* Text passage:
CQC finds patient safety risk at Beverley hospital
Six "serious untoward incidents" that put patient safety at risk have been highlighted following a hospital inspection by the health watchdog.
More than half the beds at East Riding Community Hospital were temporarily shut earlier this month after the visit by the Care Quality Commission (CQC).
A CQC report said there had been a "serious error on the part of staff" in two of the incidents.
Humber NHS Foundation Trust said it was committed to making improvements.
The hospital in Beverley opened last July and was built to replace the ageing 12-bed Westwood Hospital, which has since closed.
The facility, which serves the communities of Driffield, West Wolds, Beverley and Hornsea, includes a minor injuries unit and a GP out-of-hours service.
Inspectors found the trust was failing to meet national standards in the following areas; care and welfare of people who use services, supporting workers and assessing and monitoring the quality of service provision.
The report said although patients were satisfied with their treatment, there were "concerns patients were at risk of receiving unsafe care that affected their health and welfare".
Inspectors were informed of six incidents, occurring since the hospital opened, which had related to the lack of patient care and treatment.
The report said an investigation into one incident had shown "ward documentation had not been completed and the seriousness of the patient's deterioration had not been recognised".

* Dataset section:
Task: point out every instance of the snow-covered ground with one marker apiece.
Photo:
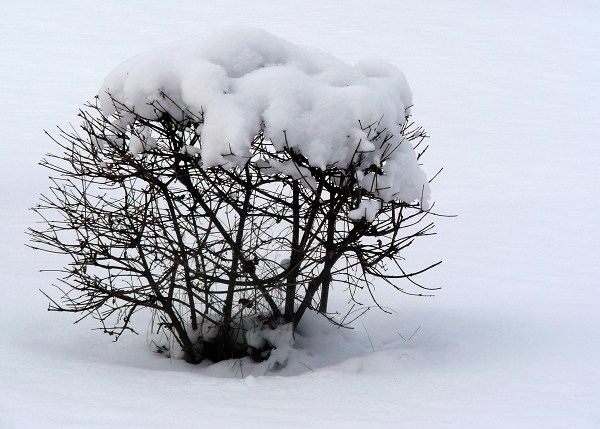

* What this task involves:
Continue the news report above on the CQC inspection of the Beverley hospital, picking up after its last sentence.

* Exercise result:
Action plan submitted
It added: "...and so the patient had required emergency services to transfer them from an acute hospital for life saving treatment".
The inspection also found staff "had not received appropriate professional development".
The report said: "The matron and service manager told us that over 50% of ward-registered nurses had been assessed as having differing levels of competency issues in undertaking some of their roles as a trained nurse."
It added: "They had considered the safety of patients on the ward to have been in doubt and they considered this was potentially still the case."
The trust said it had already submitted an action plan detailing how the necessary improvements would be made.
Chief executive David Snowdon said it acknowledged the areas of concern highlighted by inspectors were "real and valid".
He added: "However, we can confirm the trust was aware of these areas of concern but had been proactively addressing them and putting mitigating actions in place prior to the visit."